Rows from a pointing dataset
========================================================================

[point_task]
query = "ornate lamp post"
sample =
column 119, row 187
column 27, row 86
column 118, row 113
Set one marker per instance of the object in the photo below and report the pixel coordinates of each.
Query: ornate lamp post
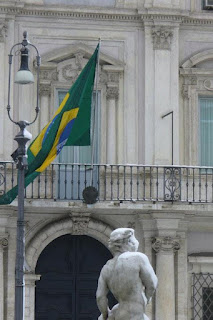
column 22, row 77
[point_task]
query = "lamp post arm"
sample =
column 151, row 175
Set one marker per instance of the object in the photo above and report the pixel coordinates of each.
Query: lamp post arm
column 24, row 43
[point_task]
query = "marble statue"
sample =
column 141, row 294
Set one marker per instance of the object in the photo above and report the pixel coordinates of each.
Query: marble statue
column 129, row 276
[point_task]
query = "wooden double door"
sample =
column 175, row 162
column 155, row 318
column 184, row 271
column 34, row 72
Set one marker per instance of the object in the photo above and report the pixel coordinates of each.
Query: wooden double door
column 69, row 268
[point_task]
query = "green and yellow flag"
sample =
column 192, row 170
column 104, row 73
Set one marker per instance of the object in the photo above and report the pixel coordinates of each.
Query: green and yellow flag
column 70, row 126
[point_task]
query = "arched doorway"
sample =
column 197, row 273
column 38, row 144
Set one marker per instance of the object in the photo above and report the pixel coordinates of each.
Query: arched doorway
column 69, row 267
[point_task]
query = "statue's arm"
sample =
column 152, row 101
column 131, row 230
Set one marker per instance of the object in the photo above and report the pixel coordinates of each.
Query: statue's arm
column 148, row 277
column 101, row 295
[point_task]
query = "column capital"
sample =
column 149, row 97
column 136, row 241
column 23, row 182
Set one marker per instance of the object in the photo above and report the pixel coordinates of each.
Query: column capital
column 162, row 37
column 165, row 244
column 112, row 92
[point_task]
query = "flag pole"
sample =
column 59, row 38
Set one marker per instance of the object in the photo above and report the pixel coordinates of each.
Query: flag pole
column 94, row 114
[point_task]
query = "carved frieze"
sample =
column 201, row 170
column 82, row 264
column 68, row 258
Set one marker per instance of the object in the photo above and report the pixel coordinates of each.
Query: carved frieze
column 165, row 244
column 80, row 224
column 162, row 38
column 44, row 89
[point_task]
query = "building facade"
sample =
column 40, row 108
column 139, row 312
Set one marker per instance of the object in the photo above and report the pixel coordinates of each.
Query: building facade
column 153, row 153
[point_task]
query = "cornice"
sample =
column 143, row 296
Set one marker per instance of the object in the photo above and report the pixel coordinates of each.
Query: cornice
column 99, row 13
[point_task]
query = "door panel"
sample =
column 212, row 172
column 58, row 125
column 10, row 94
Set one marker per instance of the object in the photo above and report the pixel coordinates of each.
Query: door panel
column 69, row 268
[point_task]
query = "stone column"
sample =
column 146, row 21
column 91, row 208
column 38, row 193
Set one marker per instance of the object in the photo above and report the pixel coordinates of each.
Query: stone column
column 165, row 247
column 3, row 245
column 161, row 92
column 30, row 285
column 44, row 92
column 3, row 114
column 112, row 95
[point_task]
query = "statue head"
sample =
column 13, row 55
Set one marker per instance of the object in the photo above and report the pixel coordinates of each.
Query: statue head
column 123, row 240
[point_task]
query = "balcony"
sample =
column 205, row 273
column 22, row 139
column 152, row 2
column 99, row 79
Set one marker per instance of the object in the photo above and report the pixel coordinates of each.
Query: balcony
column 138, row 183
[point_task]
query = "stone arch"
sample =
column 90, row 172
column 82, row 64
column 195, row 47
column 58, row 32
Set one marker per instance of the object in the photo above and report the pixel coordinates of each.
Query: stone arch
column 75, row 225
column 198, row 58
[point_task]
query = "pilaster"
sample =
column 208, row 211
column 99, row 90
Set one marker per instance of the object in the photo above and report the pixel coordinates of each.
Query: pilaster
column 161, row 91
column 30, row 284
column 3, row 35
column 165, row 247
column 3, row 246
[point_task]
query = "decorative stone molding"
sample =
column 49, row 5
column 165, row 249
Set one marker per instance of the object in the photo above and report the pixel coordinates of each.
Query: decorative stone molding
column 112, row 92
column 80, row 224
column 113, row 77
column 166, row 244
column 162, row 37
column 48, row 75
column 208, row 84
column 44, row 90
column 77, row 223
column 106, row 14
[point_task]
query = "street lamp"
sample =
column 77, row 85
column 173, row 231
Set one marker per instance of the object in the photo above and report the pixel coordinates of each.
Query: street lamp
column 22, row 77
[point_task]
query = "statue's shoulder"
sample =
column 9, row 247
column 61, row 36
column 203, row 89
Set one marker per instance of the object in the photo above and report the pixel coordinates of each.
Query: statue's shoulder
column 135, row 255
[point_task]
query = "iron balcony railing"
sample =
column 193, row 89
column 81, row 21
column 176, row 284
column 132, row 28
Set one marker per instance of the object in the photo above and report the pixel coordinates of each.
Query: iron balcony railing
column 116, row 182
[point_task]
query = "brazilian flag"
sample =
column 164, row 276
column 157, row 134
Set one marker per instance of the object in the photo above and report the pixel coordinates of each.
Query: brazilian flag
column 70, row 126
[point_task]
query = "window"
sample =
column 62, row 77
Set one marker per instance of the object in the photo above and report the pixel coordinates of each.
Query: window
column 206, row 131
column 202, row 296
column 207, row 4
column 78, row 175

========================================================================

TASK PROMPT ▸ Write out each line again precisely as it appears, skipping every picture.

OUTPUT FOR THIS TASK ▸
[point_task]
query = "ornate lamp post"
sample =
column 119, row 187
column 27, row 86
column 118, row 113
Set one marker per instance of the object in the photo below and report the pixel coordinates of each.
Query: ornate lamp post
column 22, row 77
[point_task]
query = "lamp post arm"
sample =
column 151, row 175
Set one marker per instance of the object in the photo above and report the pixel coordinates of each.
Query: lamp post arm
column 24, row 43
[point_task]
query = "marble statue"
sample =
column 141, row 294
Set one marker per instance of the object in the photo above and report the pixel coordinates of each.
Query: marble statue
column 129, row 276
[point_task]
query = "wooden double door"
sample =
column 175, row 162
column 155, row 318
column 184, row 271
column 34, row 72
Set one marker per instance of the object in the photo above and report the pixel coordinates of each.
Query: wooden double door
column 69, row 268
[point_task]
query = "green and yellow flag"
sample =
column 192, row 170
column 104, row 73
Set one marker per instance of the object in the photo above and report the pixel coordinates of each.
Query: green and yellow flag
column 70, row 126
[point_task]
query = "arched doorway"
sample =
column 197, row 273
column 38, row 144
Set one marker per instance of the object in the photo above and report the pixel coordinates of each.
Query: arched doorway
column 69, row 267
[point_task]
query = "statue's arm"
sample =
column 152, row 101
column 131, row 230
Set one marker per instance of the object in the photo above and report the pixel coordinates of each.
Query: statue's arm
column 148, row 277
column 101, row 295
[point_task]
query = "column capital"
sample =
column 149, row 97
column 136, row 241
column 23, row 182
Set one marker per instance of the object in the photo above and report the pixel coordinates of each.
Query: column capital
column 162, row 37
column 165, row 244
column 112, row 92
[point_task]
query = "flag pole"
sample =
column 59, row 38
Set one marker per instance of the object in the photo above and report the pixel coordinates of each.
Query: flag pole
column 94, row 114
[point_task]
query = "carved frieze"
sample =
column 201, row 170
column 82, row 264
column 68, row 258
Set one marker per instance of the object in the photo above and report the pixel coordinates of each.
Query: carved frieze
column 165, row 244
column 80, row 224
column 162, row 38
column 44, row 89
[point_task]
query = "building facade"
sample =
column 40, row 108
column 139, row 312
Set one marker per instance of the object in the photo above and report the pixel coordinates of each.
Query: building facade
column 153, row 153
[point_task]
query = "cornice"
sample =
column 143, row 296
Set one marker per instance of the object in the photo above and report the pixel coordinates of each.
Query: cornice
column 99, row 13
[point_task]
query = "door panel"
sample =
column 212, row 172
column 58, row 125
column 10, row 94
Set one marker per instance of the object in the photo above and report the pixel coordinates of each.
Query: door panel
column 69, row 268
[point_task]
query = "stone column"
sample =
column 146, row 21
column 91, row 208
column 38, row 193
Set one marker per instance of the object in the photo above and report the pixel coordinates of each.
Query: stone column
column 165, row 247
column 3, row 245
column 161, row 92
column 30, row 285
column 44, row 92
column 3, row 114
column 112, row 95
[point_task]
query = "statue head"
sample =
column 13, row 55
Set one marker per instance of the object in the photo above and report the pixel coordinates of each.
Query: statue head
column 123, row 240
[point_task]
query = "balcony"
sample =
column 205, row 273
column 22, row 139
column 152, row 2
column 99, row 79
Set one marker per instance of the object in the photo above and report the pixel coordinates of each.
Query: balcony
column 138, row 183
[point_task]
query = "stone arch"
sample =
column 90, row 172
column 82, row 64
column 195, row 47
column 58, row 32
Set one marker per instance of the object in the photo above and report the pixel coordinates of each.
Query: stone arch
column 75, row 225
column 198, row 58
[point_task]
query = "pilaster"
sample =
column 208, row 211
column 99, row 90
Set one marker per instance of the object in the photo above and report the pixel coordinates of each.
Query: pilaster
column 161, row 91
column 30, row 284
column 3, row 35
column 165, row 247
column 3, row 246
[point_task]
query = "decorative stone molding"
sample =
column 49, row 5
column 165, row 249
Set one marker per instance of the object in the photo above and report the pixel coordinates of each.
Query: decorative stone molding
column 112, row 92
column 80, row 224
column 113, row 77
column 166, row 244
column 162, row 37
column 48, row 75
column 208, row 84
column 44, row 90
column 77, row 223
column 106, row 14
[point_task]
query = "street lamp"
sample =
column 77, row 85
column 173, row 231
Set one marker per instance of the object in the photo above and report the pixel coordinates of each.
Query: street lamp
column 22, row 77
[point_task]
query = "statue's shoulder"
sample =
column 9, row 247
column 61, row 36
column 203, row 89
Set one marker per instance of the object in the photo above and report the pixel coordinates of each.
Query: statue's shoulder
column 135, row 255
[point_task]
query = "iron balcony railing"
sample =
column 193, row 89
column 81, row 21
column 176, row 284
column 132, row 28
Set one marker per instance of the object in the photo above and report the pixel coordinates of each.
Query: iron balcony railing
column 116, row 182
[point_task]
query = "brazilian flag"
sample =
column 164, row 276
column 157, row 134
Set one marker per instance of the object in the photo above and report the pixel coordinates of each.
Query: brazilian flag
column 70, row 126
[point_task]
query = "window"
sample =
column 62, row 77
Set one marker per instance of the object in the photo above and report the pixel coordinates of each.
Query: window
column 206, row 131
column 202, row 296
column 207, row 4
column 78, row 175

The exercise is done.